# Stated exercise
Render everything from the line containing "Annotation pass 2 — re-examine this image for any large" down to the line containing "[390,102,520,246]" in the records below as a Markdown table with the columns Row and Text, numbering each line in order and omitting blank lines.

# Given information
========================================
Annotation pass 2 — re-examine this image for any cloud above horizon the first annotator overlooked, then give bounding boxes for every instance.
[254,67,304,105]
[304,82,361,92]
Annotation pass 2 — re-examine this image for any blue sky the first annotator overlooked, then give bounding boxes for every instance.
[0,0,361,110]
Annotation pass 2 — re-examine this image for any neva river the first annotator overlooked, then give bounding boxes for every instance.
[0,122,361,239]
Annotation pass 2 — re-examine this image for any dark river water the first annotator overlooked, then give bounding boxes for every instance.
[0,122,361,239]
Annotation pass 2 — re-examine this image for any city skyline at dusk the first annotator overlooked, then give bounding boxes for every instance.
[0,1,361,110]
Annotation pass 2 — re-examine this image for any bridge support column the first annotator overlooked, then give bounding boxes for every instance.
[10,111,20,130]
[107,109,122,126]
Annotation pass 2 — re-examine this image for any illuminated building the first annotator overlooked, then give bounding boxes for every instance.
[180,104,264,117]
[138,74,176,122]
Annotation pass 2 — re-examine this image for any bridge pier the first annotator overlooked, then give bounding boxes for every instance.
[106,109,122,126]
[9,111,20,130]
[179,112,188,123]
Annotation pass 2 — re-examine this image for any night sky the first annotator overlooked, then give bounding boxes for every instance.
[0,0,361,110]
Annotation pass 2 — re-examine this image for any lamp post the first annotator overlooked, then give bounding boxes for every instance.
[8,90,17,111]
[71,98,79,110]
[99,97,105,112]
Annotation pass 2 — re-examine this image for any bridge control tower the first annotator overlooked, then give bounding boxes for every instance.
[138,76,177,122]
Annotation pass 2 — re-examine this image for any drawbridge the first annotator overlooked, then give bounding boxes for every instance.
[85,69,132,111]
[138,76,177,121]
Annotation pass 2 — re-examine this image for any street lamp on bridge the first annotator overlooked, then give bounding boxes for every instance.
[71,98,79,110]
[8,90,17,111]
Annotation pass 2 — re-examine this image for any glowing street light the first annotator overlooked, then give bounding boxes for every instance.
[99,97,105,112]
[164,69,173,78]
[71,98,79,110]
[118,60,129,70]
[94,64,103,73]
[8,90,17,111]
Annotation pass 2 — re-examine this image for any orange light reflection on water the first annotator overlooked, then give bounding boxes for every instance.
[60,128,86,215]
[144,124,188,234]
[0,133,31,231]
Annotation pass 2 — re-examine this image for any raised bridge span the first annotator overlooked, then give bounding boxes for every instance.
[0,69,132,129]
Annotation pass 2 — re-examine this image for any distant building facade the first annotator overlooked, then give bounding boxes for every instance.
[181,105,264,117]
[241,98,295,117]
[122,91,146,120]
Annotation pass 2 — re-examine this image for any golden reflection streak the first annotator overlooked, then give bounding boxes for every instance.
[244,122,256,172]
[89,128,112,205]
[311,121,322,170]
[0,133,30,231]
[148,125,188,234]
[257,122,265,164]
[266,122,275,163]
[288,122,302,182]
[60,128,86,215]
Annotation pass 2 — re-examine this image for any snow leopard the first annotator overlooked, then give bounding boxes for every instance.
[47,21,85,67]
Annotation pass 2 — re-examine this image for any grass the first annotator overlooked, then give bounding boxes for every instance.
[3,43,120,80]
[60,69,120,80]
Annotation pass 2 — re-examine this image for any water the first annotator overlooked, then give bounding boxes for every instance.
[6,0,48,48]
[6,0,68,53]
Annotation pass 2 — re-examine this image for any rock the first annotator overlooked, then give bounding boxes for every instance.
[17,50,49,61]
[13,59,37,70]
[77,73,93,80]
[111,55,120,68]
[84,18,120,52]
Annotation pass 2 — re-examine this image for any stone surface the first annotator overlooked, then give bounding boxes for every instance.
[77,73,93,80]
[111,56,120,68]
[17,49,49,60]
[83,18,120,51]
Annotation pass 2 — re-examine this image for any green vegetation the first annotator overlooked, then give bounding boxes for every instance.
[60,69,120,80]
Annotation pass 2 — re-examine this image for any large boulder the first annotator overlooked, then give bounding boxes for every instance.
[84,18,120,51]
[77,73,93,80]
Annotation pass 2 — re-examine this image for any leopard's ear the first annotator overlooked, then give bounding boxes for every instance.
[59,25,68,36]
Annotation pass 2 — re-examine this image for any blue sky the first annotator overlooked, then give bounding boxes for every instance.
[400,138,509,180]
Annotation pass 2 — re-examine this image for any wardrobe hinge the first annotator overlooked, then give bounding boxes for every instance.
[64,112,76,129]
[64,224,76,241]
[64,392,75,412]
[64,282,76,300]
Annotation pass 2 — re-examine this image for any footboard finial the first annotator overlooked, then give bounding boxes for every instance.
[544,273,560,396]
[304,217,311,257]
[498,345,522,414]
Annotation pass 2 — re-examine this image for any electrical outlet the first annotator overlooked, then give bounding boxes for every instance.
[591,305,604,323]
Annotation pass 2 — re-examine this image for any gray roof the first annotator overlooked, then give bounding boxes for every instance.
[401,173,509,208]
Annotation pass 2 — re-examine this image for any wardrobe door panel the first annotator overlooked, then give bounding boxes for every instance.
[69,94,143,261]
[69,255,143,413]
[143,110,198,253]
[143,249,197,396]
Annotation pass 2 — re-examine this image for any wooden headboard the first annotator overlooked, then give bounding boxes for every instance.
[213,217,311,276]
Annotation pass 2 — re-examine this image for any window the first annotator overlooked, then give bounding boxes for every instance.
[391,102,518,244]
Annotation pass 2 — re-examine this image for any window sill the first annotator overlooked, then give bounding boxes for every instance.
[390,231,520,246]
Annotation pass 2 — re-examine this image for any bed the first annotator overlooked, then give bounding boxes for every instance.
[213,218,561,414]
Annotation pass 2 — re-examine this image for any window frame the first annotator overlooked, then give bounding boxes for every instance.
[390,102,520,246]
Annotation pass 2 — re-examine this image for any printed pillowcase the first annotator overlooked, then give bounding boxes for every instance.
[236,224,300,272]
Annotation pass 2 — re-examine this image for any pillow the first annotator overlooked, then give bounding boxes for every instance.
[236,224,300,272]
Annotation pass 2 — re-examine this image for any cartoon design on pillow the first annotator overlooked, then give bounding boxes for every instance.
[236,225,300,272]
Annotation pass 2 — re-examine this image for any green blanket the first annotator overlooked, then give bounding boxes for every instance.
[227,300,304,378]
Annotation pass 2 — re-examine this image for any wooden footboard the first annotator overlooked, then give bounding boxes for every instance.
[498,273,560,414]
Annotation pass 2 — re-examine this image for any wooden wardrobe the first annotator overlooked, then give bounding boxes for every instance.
========================================
# The completed task
| Row | Text |
|---|---|
| 1 | Annotation pass 2 — re-examine this image for any large boulder the first annotator overlooked, then give bounding boxes for every instance. |
| 2 | [84,18,120,51] |
| 3 | [77,73,93,80] |
| 4 | Annotation pass 2 — re-examine this image for any leopard's ear the first annotator overlooked, then give bounding boxes for every instance. |
| 5 | [59,25,68,36] |
| 6 | Annotation pass 2 — re-examine this image for any blue sky the first annotator overlooked, then give bounding boxes for every instance. |
| 7 | [400,138,509,180] |
| 8 | Annotation pass 2 — re-examine this image for any wardrobe hinge the first annotator overlooked, then give bounding boxes for every instance. |
| 9 | [64,112,76,129] |
| 10 | [64,224,76,241] |
| 11 | [64,392,75,412] |
| 12 | [64,282,76,300] |
| 13 | Annotation pass 2 — re-examine this image for any footboard finial the first annotator overlooked, then give bounding boxes for every instance. |
| 14 | [544,273,560,396] |
| 15 | [304,217,311,257] |
| 16 | [498,345,522,414] |
| 17 | Annotation pass 2 — re-examine this image for any electrical outlet the first annotator overlooked, then give bounding boxes for every instance. |
| 18 | [591,305,604,323] |
| 19 | Annotation pass 2 — re-examine this image for any gray roof the first annotator overlooked, then give bounding boxes for every instance. |
| 20 | [401,173,509,208] |
| 21 | Annotation pass 2 — re-examine this image for any wardrobe door panel the first annotator overlooked, then give bounding boxes for every instance. |
| 22 | [69,94,143,261] |
| 23 | [69,255,143,413] |
| 24 | [143,110,198,253] |
| 25 | [143,249,197,396] |
| 26 | Annotation pass 2 — re-examine this image for any wooden headboard the first annotator overlooked, then give bounding boxes for every instance. |
| 27 | [213,217,311,276] |
| 28 | Annotation pass 2 — re-examine this image for any window the first annotator overlooked, then give bounding boxes for every instance. |
| 29 | [391,102,518,244] |
| 30 | Annotation pass 2 — re-examine this image for any window sill the first annotator overlooked, then give bounding boxes for every instance. |
| 31 | [390,231,520,246] |
| 32 | Annotation pass 2 — re-examine this image for any bed the first annotator overlooked, then give bounding boxes for every instance. |
| 33 | [213,218,561,414] |
| 34 | Annotation pass 2 — re-examine this image for any window frame the first annotator overlooked, then give bounding boxes for every instance. |
| 35 | [390,102,520,246] |